— Start of EXTRACTED ENTRIES —

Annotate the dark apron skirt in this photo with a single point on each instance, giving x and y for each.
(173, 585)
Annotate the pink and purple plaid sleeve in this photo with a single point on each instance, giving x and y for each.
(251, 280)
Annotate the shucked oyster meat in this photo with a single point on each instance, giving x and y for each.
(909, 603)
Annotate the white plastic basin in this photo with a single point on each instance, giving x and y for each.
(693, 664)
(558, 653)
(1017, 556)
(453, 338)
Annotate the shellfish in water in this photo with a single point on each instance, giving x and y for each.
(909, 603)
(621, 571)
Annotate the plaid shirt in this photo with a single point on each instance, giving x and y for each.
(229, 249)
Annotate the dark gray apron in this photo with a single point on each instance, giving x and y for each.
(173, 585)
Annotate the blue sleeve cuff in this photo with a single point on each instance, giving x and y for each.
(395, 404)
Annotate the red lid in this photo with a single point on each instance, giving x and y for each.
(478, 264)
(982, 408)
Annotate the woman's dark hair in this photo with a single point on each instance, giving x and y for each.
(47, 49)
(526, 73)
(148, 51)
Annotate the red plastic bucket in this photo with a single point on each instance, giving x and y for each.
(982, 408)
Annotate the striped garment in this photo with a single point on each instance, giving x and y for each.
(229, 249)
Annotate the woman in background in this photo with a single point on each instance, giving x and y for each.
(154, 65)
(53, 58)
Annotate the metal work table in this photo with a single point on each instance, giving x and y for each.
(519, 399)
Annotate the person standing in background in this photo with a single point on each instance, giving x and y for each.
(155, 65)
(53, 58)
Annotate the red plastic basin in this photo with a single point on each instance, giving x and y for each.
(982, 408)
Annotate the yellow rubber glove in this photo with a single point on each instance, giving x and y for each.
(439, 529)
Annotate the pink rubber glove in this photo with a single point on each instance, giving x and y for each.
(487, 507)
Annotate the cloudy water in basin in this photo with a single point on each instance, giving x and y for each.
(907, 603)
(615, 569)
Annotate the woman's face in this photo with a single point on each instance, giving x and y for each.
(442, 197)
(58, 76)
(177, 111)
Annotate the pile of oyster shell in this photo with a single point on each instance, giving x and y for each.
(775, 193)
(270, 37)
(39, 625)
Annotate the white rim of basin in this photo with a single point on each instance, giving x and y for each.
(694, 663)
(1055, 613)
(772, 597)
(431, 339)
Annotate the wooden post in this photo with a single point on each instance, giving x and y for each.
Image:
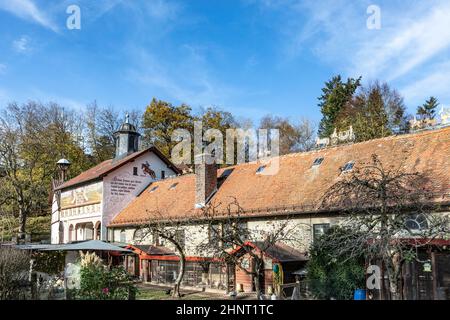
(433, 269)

— End of EXTRACTED ENTRIES —

TASK PROMPT ▸ Rewrite the stretch from the line containing "Annotate the pink rubber" through the end of the items, keeping the requests, with every x and y coordinate in the answers multiplied by 1.3 and rounded to whole numbers, halves up. Leave the pictures out.

RESPONSE BELOW ▸
Annotate the pink rubber glove in this photo with a single point on each instance, giving x and y for each.
(633, 659)
Annotate the cloudy water in basin in this photo with a single point on each instance, giving x and y for each.
(1179, 784)
(800, 740)
Annotate the woman's face in this photo with a single point on each instance, giving x and y for each.
(575, 256)
(75, 99)
(230, 144)
Annotate the pile of oyster shell in this photo with a single point on each instance, giving x and y for each.
(1008, 251)
(351, 48)
(51, 813)
Annotate the white rim of basin in this photo with a single point on each instance, giving x and y for each.
(902, 862)
(1372, 797)
(1004, 776)
(560, 441)
Annotate the wooden post in this photo with a single point on each instance, giving x and y for each.
Image:
(563, 350)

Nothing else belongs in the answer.